++++ Material for this task ++++
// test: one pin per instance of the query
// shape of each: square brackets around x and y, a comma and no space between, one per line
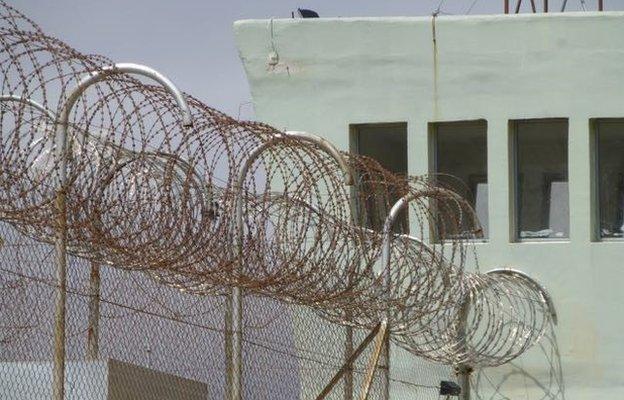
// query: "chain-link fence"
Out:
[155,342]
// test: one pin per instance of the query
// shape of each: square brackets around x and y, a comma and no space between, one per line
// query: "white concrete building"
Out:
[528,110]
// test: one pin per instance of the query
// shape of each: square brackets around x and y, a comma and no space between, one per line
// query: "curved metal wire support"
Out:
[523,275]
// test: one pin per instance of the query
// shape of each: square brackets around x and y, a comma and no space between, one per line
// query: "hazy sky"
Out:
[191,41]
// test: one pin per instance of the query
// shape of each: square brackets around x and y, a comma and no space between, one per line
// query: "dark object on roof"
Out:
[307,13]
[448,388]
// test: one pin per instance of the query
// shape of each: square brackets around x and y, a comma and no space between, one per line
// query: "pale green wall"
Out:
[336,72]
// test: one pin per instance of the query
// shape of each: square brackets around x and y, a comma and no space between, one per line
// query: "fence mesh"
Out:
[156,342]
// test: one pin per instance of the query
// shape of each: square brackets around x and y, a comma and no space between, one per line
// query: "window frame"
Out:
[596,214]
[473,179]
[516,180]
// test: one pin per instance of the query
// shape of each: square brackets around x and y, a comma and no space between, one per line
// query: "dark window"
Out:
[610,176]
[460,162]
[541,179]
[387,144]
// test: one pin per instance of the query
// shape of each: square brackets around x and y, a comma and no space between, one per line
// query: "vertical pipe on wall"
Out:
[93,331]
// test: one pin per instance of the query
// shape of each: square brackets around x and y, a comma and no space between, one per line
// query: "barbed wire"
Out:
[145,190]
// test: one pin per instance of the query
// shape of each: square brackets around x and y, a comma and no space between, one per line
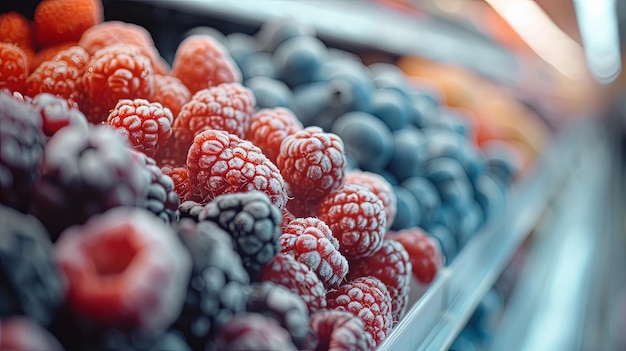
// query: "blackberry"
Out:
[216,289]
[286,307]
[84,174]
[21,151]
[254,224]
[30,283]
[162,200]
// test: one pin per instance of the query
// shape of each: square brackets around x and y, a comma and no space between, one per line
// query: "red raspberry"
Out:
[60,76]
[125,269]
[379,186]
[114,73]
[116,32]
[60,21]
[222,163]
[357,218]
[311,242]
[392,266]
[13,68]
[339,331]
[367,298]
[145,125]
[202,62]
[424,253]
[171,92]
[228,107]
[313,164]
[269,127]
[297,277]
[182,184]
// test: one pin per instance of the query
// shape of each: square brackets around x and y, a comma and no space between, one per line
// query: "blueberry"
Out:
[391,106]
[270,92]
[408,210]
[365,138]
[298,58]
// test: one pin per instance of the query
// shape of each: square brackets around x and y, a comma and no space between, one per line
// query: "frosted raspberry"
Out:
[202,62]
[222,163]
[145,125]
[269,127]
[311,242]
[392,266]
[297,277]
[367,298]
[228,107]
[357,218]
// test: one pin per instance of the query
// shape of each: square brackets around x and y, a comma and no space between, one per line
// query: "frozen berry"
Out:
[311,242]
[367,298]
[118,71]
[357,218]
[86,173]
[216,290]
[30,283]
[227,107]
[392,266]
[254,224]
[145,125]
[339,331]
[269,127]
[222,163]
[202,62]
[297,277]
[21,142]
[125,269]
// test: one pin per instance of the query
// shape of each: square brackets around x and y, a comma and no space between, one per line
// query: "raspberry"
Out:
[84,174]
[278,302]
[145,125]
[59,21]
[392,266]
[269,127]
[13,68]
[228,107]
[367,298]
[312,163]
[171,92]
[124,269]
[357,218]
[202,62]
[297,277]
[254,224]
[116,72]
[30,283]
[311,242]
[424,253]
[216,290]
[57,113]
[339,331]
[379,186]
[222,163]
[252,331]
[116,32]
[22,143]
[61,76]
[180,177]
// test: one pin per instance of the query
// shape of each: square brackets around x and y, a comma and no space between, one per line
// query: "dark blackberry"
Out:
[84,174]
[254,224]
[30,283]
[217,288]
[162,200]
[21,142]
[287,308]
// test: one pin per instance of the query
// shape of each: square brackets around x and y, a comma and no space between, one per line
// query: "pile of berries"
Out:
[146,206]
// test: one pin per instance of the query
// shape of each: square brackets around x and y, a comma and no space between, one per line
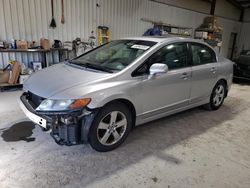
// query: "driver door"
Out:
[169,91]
++++
++++ Material for this task ++++
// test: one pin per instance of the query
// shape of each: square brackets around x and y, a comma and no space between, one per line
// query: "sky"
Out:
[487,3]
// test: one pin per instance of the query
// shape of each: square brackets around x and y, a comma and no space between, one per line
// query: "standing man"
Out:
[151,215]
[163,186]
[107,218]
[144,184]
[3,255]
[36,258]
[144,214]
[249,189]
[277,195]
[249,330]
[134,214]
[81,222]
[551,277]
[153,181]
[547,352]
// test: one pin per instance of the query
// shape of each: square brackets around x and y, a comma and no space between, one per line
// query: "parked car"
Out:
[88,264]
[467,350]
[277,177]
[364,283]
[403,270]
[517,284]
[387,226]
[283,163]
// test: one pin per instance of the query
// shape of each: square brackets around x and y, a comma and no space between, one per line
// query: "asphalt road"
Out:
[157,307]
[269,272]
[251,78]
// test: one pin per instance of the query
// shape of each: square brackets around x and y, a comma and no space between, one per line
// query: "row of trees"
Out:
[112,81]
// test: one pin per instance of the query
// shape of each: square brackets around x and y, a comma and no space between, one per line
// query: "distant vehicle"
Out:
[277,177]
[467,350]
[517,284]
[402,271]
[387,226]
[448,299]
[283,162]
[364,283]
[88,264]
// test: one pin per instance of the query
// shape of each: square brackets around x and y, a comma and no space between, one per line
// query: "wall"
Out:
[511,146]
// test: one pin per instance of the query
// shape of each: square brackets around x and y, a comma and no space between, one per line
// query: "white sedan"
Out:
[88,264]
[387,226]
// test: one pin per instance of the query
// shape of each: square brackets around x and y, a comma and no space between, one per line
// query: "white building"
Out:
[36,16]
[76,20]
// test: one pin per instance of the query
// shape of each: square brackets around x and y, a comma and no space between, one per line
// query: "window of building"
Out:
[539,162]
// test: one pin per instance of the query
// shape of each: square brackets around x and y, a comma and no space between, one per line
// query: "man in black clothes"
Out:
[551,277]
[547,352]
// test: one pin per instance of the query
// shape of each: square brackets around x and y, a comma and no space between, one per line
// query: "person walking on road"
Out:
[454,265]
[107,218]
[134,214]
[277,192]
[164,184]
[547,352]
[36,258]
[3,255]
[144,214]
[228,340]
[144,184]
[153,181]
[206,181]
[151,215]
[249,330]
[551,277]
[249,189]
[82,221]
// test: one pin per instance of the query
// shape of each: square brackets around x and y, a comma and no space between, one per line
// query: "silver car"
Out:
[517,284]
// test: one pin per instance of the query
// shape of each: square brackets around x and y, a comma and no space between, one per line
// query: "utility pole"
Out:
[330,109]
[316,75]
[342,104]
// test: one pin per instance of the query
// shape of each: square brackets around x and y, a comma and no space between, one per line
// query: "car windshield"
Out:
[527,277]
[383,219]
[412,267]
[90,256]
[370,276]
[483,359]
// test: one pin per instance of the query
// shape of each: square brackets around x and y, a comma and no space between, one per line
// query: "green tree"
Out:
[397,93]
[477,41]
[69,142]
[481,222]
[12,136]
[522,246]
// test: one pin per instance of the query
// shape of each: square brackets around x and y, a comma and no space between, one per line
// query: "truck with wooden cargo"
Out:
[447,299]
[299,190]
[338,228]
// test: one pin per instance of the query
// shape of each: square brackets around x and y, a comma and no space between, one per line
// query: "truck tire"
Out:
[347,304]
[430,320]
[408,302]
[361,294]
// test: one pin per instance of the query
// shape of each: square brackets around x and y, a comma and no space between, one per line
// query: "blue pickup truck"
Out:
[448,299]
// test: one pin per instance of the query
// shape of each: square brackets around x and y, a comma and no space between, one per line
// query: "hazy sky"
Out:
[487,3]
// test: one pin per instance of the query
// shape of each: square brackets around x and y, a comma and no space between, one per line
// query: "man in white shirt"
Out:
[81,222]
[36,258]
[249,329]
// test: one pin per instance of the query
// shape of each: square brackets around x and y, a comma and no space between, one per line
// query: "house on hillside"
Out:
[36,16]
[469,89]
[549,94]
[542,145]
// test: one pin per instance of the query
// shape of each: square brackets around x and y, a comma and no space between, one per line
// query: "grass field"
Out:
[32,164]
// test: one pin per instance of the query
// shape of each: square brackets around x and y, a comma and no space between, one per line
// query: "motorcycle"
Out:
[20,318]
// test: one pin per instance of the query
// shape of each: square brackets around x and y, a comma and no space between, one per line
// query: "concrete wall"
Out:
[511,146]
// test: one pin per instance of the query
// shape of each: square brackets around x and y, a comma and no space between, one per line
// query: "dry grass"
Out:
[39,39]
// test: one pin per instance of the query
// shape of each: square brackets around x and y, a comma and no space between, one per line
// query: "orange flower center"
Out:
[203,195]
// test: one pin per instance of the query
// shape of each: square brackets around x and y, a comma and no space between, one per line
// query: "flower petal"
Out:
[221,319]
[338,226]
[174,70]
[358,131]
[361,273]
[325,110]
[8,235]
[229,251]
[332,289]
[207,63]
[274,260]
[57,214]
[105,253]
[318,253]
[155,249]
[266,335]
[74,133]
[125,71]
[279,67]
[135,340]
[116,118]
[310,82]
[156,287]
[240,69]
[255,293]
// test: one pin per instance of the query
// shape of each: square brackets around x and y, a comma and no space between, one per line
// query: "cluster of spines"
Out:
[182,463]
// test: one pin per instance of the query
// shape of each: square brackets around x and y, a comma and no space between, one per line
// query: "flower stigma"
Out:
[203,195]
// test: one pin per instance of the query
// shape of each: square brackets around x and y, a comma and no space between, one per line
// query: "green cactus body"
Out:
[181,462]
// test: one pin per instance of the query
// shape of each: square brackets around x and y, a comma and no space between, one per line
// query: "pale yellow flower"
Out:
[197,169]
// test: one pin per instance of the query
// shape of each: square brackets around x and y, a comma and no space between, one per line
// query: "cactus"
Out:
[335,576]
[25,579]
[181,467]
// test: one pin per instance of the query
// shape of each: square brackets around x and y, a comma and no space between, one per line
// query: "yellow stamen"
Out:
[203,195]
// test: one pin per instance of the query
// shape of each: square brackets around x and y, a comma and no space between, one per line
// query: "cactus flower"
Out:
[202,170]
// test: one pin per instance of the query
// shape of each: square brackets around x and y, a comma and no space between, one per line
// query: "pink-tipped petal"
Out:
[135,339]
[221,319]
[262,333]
++++
++++ Material for this task ++++
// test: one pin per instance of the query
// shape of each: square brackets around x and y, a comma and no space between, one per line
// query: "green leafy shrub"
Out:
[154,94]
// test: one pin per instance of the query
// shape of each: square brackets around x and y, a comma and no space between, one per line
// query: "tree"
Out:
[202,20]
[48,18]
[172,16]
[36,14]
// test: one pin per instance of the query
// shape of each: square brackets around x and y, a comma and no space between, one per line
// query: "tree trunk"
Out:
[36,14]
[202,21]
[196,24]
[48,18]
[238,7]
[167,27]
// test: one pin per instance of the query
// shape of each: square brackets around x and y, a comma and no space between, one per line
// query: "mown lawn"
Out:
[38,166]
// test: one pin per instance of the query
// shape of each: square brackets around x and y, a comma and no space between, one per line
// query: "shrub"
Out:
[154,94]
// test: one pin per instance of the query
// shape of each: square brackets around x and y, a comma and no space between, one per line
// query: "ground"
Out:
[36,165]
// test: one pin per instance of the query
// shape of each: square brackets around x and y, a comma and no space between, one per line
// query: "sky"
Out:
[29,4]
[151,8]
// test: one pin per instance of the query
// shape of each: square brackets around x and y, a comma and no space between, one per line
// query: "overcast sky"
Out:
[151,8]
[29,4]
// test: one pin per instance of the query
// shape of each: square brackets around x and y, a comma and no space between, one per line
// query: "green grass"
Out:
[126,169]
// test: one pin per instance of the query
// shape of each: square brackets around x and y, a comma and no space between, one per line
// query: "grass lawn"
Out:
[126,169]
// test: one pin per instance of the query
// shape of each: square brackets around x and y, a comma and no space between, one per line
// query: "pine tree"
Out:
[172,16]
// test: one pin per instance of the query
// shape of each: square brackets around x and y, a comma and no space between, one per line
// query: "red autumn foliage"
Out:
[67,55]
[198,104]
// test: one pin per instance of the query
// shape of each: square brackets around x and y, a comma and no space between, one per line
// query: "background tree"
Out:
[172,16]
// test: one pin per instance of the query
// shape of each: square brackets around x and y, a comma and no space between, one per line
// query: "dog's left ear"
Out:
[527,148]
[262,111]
++++
• Exercise requirements: Go through the records and pull out each line that includes the word "yellow".

• Response area:
// query: "pale yellow flower"
// query: "yellow stamen"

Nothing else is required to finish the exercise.